-------- Provided data --------

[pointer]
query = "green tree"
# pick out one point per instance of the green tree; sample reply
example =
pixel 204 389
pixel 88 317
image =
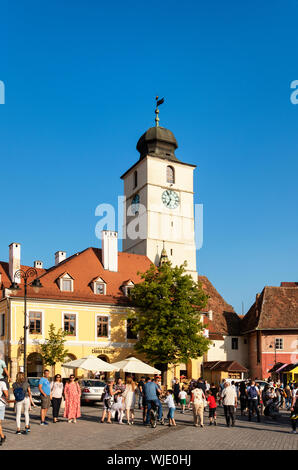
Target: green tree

--------

Task instructions: Transcribe the data completely. No pictures should appear in the transcription.

Output for this task:
[pointer]
query = "green tree"
# pick out one point per instance of the green tree; sample reply
example =
pixel 204 389
pixel 88 317
image =
Target: green tree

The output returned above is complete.